* THE EXERCISE *
Report each line of the material below that contains the word "lawn", copying every such line in full.

(Rows from a pointing dataset)
* * * *

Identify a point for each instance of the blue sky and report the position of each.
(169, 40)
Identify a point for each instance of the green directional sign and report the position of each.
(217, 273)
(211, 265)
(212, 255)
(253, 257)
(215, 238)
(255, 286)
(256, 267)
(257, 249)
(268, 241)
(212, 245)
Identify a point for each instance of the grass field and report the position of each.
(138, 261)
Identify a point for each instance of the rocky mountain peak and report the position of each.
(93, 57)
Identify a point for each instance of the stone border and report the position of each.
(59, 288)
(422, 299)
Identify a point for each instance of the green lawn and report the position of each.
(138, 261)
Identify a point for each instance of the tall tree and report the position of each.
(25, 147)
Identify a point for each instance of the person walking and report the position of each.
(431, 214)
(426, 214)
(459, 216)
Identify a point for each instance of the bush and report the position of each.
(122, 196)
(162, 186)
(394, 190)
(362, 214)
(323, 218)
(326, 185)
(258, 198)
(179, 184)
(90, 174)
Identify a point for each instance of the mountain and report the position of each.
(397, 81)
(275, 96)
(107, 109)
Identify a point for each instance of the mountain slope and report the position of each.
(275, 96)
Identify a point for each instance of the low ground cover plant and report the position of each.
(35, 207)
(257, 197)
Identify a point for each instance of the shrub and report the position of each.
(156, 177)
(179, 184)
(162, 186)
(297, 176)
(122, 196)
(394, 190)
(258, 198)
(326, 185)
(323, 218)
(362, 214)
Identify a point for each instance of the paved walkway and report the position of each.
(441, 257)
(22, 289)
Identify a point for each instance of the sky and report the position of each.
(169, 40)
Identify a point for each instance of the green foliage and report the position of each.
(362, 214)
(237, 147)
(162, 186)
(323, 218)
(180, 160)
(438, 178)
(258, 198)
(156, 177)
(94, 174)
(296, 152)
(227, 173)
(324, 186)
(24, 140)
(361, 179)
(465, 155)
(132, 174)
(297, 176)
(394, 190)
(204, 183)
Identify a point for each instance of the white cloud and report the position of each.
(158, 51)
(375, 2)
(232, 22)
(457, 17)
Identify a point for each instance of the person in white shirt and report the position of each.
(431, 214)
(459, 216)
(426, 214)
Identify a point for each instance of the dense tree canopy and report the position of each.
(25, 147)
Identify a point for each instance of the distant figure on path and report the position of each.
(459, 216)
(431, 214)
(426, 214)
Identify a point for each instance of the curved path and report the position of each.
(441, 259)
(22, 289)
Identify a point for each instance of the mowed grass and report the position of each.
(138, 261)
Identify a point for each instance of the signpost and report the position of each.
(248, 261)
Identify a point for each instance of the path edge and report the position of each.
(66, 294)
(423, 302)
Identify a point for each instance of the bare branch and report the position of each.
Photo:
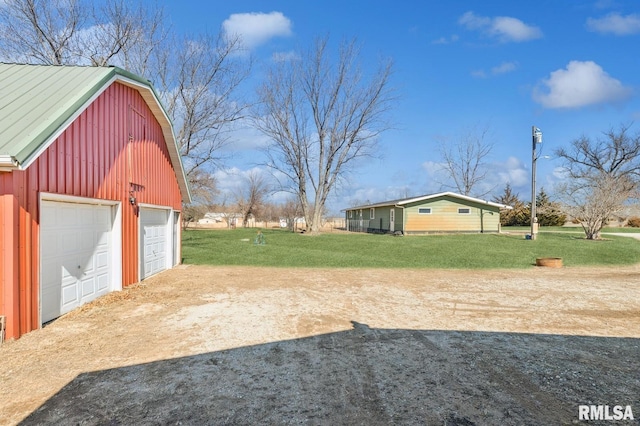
(321, 116)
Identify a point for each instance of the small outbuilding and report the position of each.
(444, 212)
(91, 188)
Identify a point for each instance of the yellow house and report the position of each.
(442, 212)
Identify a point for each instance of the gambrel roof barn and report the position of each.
(91, 188)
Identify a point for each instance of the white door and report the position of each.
(75, 255)
(154, 241)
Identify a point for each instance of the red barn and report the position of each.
(91, 188)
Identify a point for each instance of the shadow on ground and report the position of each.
(364, 376)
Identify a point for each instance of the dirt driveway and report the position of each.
(237, 345)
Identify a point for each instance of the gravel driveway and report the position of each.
(206, 345)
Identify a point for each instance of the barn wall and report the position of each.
(113, 150)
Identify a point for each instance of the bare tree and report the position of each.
(321, 117)
(123, 33)
(464, 161)
(592, 200)
(251, 197)
(197, 78)
(198, 85)
(602, 176)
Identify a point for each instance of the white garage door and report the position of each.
(75, 255)
(153, 241)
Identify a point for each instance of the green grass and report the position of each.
(468, 251)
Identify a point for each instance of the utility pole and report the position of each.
(536, 138)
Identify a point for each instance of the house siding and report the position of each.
(444, 217)
(380, 222)
(113, 149)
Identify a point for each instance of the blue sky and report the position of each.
(570, 68)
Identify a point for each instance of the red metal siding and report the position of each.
(113, 149)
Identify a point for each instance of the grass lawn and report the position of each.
(465, 251)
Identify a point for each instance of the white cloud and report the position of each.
(257, 28)
(579, 84)
(503, 68)
(615, 23)
(285, 56)
(504, 28)
(445, 40)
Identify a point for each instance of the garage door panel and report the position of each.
(153, 224)
(75, 255)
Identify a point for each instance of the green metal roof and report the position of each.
(38, 101)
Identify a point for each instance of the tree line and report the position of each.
(320, 111)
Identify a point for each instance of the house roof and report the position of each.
(403, 201)
(38, 102)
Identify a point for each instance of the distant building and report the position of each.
(442, 212)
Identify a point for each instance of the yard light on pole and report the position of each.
(536, 138)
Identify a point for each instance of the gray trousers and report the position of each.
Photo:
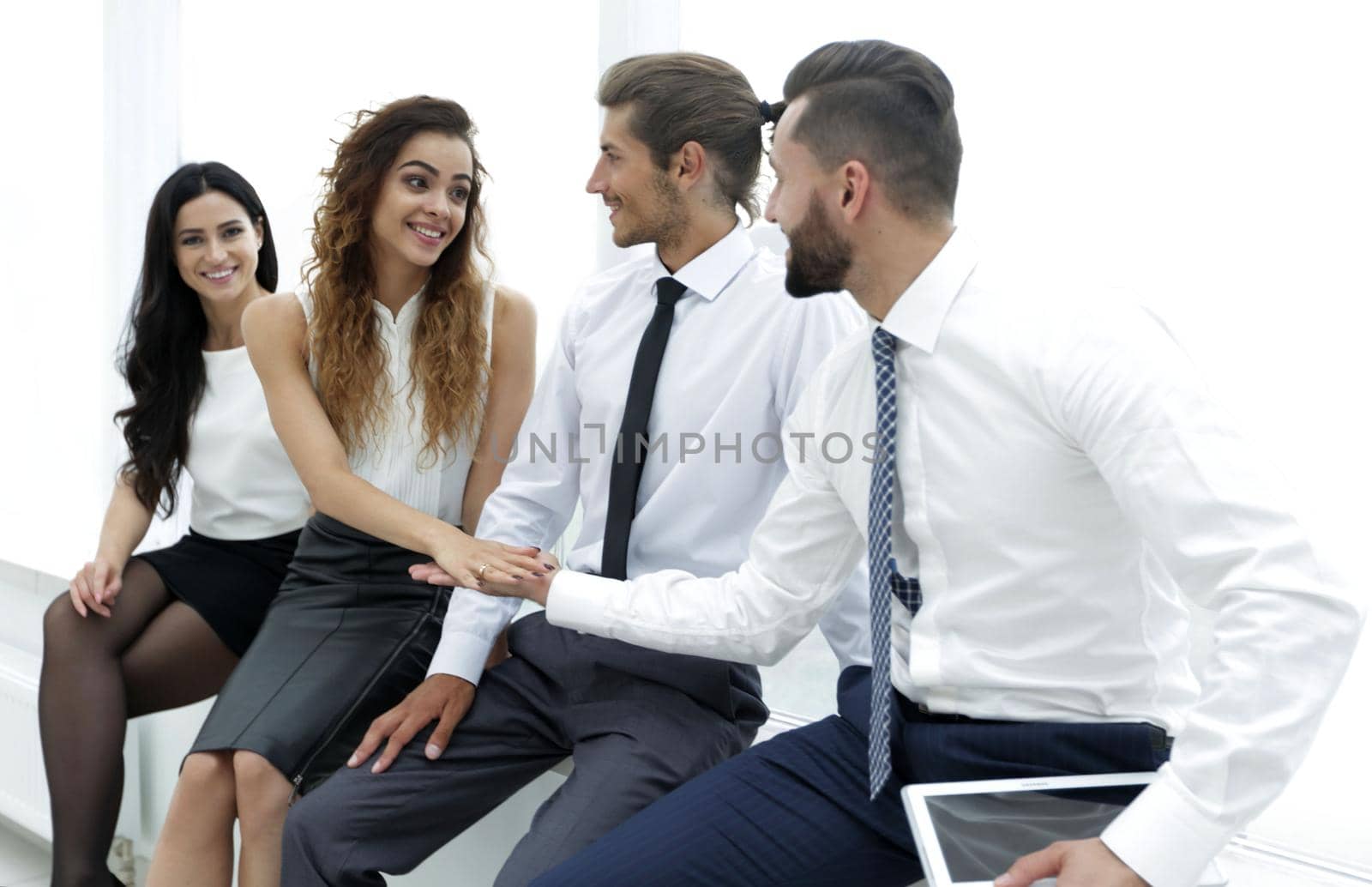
(631, 740)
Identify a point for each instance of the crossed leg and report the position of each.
(151, 654)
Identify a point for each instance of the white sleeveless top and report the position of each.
(244, 486)
(391, 463)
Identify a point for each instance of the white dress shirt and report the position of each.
(1065, 480)
(395, 462)
(738, 354)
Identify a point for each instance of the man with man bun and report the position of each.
(1051, 482)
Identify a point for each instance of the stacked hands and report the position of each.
(527, 571)
(511, 571)
(496, 569)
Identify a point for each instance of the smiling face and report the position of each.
(216, 246)
(820, 257)
(645, 205)
(422, 205)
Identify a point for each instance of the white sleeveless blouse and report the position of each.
(244, 485)
(391, 463)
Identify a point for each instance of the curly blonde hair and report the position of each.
(449, 360)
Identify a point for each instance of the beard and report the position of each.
(820, 257)
(663, 220)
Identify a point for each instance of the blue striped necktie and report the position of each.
(885, 578)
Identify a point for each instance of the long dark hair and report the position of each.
(159, 354)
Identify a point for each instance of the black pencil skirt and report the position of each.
(230, 582)
(349, 635)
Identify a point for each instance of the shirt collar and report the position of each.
(918, 315)
(708, 274)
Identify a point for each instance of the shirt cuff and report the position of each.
(463, 655)
(1164, 838)
(578, 600)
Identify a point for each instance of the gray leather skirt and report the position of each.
(349, 635)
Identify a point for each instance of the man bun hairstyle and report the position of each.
(686, 96)
(889, 107)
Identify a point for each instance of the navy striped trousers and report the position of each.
(795, 809)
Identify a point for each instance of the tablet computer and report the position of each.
(969, 834)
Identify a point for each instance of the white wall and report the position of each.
(1211, 157)
(58, 338)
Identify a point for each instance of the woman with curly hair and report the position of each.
(141, 633)
(394, 379)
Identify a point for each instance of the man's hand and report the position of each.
(442, 697)
(533, 587)
(1076, 864)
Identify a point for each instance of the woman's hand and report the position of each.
(473, 562)
(95, 585)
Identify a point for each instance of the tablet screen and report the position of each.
(981, 835)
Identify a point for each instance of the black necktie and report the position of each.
(628, 468)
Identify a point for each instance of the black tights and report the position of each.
(153, 654)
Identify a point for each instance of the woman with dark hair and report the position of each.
(397, 379)
(141, 633)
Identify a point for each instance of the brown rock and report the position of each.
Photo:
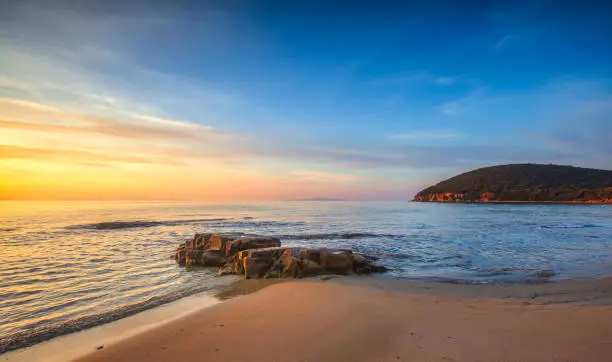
(256, 267)
(200, 241)
(192, 257)
(180, 256)
(250, 242)
(336, 261)
(212, 258)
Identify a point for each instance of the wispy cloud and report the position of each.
(78, 156)
(72, 121)
(417, 78)
(425, 135)
(172, 122)
(320, 176)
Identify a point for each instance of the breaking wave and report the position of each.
(112, 225)
(332, 236)
(571, 226)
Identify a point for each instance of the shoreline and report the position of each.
(514, 202)
(591, 293)
(73, 345)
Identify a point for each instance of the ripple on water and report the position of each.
(59, 276)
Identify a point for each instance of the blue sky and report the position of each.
(385, 97)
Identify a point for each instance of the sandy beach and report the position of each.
(369, 319)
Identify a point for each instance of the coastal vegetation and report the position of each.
(524, 183)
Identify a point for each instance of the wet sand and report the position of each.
(377, 319)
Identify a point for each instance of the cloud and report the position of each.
(426, 135)
(29, 104)
(417, 78)
(319, 176)
(445, 80)
(77, 122)
(77, 156)
(171, 122)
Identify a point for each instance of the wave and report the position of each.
(331, 236)
(112, 225)
(46, 331)
(571, 226)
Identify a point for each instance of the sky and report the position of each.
(281, 100)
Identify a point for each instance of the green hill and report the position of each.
(524, 183)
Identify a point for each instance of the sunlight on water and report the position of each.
(66, 266)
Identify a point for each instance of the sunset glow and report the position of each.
(224, 104)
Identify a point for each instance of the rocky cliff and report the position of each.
(524, 183)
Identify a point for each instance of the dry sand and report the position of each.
(350, 319)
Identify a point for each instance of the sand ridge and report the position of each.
(316, 321)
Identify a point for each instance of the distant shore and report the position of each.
(380, 319)
(518, 202)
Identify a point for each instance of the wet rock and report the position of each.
(337, 261)
(212, 258)
(219, 241)
(250, 242)
(546, 273)
(263, 257)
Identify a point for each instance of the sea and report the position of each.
(68, 266)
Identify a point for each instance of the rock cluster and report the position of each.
(256, 256)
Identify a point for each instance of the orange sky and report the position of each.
(52, 153)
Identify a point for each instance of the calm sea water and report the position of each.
(61, 270)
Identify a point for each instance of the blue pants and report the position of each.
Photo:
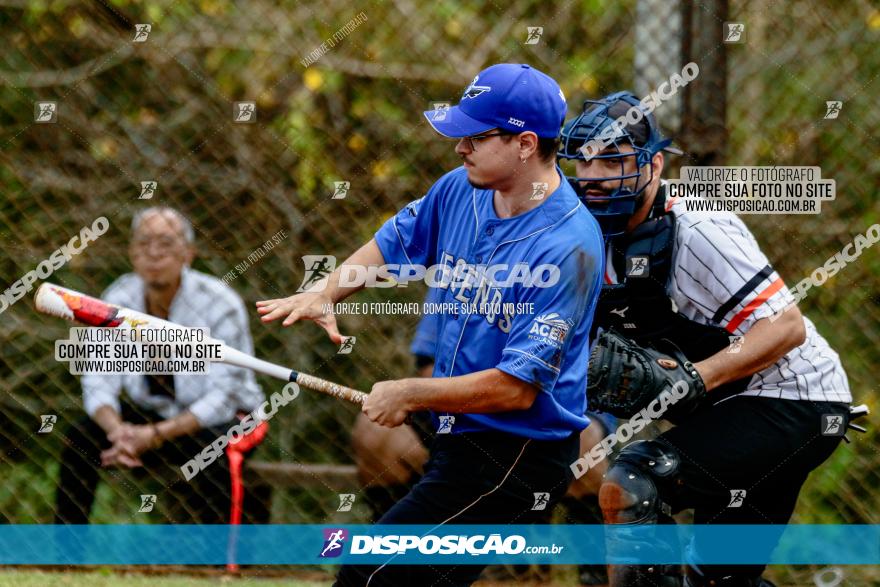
(463, 467)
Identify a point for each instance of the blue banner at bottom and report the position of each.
(453, 544)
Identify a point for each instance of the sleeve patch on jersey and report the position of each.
(741, 294)
(754, 304)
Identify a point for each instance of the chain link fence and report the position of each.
(337, 90)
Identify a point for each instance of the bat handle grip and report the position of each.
(328, 387)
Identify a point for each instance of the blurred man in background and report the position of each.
(165, 419)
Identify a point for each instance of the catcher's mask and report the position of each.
(595, 134)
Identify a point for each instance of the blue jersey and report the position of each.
(515, 317)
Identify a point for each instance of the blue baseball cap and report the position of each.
(514, 97)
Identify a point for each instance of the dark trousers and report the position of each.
(764, 447)
(205, 499)
(473, 478)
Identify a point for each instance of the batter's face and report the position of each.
(490, 161)
(159, 251)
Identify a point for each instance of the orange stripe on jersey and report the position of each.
(753, 305)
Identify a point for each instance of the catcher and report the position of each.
(748, 394)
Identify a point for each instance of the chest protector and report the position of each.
(639, 307)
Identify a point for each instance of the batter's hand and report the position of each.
(303, 306)
(386, 403)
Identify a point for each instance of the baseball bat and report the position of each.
(61, 302)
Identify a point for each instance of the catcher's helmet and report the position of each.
(596, 134)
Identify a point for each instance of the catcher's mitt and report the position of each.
(624, 378)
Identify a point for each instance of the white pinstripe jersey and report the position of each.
(720, 277)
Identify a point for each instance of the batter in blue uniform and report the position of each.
(520, 260)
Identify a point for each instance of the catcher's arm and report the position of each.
(762, 345)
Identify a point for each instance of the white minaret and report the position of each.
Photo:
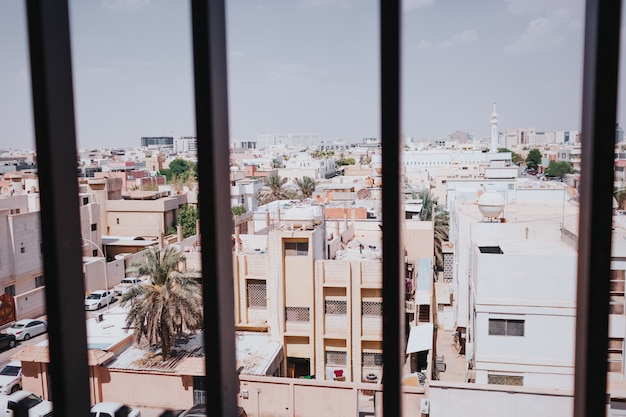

* * * *

* CORRECT RESULT *
Identify a point for each instance of the green lawn and report the position of each.
Identify a point for each instance of the grass lawn and report the position of each.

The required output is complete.